Work request A | In the breast cancer blog post, which room has become the writer's cancer shrine?
Work request B | Name every item the breast cancer blog post lists as part of the writer's cancer shrine.
Work request C | Write the next part of the breast cancer blog post, starting after its final sentence.

Given passage |
Yawn. YAAAWWWNNNN! I am tired. I have been beat into the ground and all that is left of me is a little pink smudge. The last few days have taken quite a toll on me. I have a hard time keeping my eyes open at times, and an even harder time getting up when my alarm goes off. It is normal for me to snooze for an hour or so.
I have learned of two more breast cancer diagnosis in town in the past few weeks. I have met with one of them, and talked to the sister of the other one. It sucks. I only hope that I can be of some kind of help or inspiration to these people. If nothing else, they have my prayers. But, on a lighter note, I was able to hang out with one of the people I met on my breast cancer retreat when Dion had his surgery. She works the late shift so we were able to chat for a bit. That was nice, and she cracks me up so it lightened the mood too.
For some reason the laundry room has become my cancer shrine. I have pink bears, a shadow box of angels I was given, an 8 x 10 black and white of Nadia and I with our bald headed glory, signs of encouragement, plaques from the cancer walk, and most recently, an area devoted to those in my life who have been taken by cancer. I have an angel for my grandma, an angel for my co-workers daughter, and a butterfly for one of my on-line support sisters who died a few months ago. My plan is to devote an angel (or butterfly) in honor of those who have gone before me. I'm not sure if this a morbid thing to do or not, but I see it as a remembrance. I guess for the same reason that I have obituaries on my fridge of two friends that I have lost this past year.
I am having issues with the Mayo study that I volunteered to participate in. I don't think I want to do it anymore. I talked to Dion a little bit about it tonight, to try and sort out my feelings about it, but I am not sure if I have come up with an answer. I tried to explain to him the curse of being in menopause. The fact that I don't really feel that I know who I am right now. Is it me, or the pause, or depression or all of the above? I know that there are moments in the day where I have such anger for really no reason at all. I know that I am unhappy with how I look, with what I am thinking, with what I am doing (which is nothing). I am lacking in any type of passion over something, there's nothing that makes me jump for joy. I spend so much time breaking up fights with the girls and trying to teaching them right from wrong that I feel like I am missing all the fun stuff. A lot of the time I feel like just a crappy parent who has no control over her kids, and I have no idea what I am doing. Just going blindly into the night. Is this normal? I have no clue.

Recorded data |
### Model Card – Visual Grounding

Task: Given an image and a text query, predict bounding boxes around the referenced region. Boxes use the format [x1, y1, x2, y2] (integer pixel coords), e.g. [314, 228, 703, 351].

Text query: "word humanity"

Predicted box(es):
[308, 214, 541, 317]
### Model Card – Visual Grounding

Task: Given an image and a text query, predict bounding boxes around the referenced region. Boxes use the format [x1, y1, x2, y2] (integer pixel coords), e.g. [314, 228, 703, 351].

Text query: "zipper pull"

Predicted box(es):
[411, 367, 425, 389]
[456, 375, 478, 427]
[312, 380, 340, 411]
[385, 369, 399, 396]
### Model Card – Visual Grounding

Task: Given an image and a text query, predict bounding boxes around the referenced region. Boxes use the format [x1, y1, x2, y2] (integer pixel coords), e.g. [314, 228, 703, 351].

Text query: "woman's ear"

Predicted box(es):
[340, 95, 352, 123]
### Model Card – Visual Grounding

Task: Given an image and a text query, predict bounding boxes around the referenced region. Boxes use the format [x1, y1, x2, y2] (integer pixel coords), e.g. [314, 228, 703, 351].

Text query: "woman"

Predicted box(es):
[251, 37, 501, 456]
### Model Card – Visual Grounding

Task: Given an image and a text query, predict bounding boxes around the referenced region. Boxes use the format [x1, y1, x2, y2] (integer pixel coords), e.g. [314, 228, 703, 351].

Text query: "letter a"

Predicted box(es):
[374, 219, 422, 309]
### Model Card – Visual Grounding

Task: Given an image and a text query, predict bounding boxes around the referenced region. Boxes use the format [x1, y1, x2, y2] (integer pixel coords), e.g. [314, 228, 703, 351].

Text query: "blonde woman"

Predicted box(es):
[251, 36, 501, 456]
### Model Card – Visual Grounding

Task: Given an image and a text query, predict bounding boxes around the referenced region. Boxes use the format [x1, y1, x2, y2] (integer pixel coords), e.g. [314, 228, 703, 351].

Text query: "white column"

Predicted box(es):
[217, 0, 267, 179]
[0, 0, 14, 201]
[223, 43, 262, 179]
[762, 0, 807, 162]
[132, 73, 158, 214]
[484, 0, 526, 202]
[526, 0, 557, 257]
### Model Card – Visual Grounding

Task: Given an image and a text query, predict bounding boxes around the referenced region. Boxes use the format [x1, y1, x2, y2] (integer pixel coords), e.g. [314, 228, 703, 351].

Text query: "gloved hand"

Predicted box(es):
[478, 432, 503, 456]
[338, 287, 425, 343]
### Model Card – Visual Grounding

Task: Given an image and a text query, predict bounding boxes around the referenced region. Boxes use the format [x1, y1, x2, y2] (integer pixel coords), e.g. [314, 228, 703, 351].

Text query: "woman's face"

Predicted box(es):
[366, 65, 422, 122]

Exercise answer A | The laundry room.

Exercise answer B |
- Pink bears
- A shadow box of angels the writer was given
- An 8 x 10 black and white of Nadia and the writer with their bald heads
- Signs of encouragement
- Plaques from the cancer walk
- An area devoted to people in the writer's life who have been taken by cancer

Exercise answer C |
It was pointed out to me that when referring to cancer, I say it in the present tense. I wonder if that will ever change, especially since I had no idea that I was saying it that way. We could go a step further, if you dare, and say maybe my mind knows something about my body that I don't know yet. Kind of like the body cast I did when I was pregnant with Claire. Crap. I hate all of the unknown. I bet a lot of us cancer folks have been like this all of our lives, you know, wanting things to be lined up nice and neat for us. No surprises, no diversions, knowing exactly what is going to happen next and how it is going to happen. Don't get me wrong, I embrace change, I think if used right, it has the possibility to make us better people. I draw the line at the uncertainty of cancer. You could play devil's advocate I suppose and say none of us know when we are going to go or how it's going to happen, but having cancer...sorry, having HAD cancer, it seems like it's just one more odd that is stacked against me.
I miss the days where my only fear was having enough beer stocked in the fridge for the party that my room mate and I were going to host, and if the screen door was going to be broken again, or leaving the oven on for days at a time, or the really important issue of who was going to make the Mac and Cheese that night. Of course, I guess you could say that I am still dealing with the Mac and Cheese issue to this day, but the question now is, are the kids going to eat it?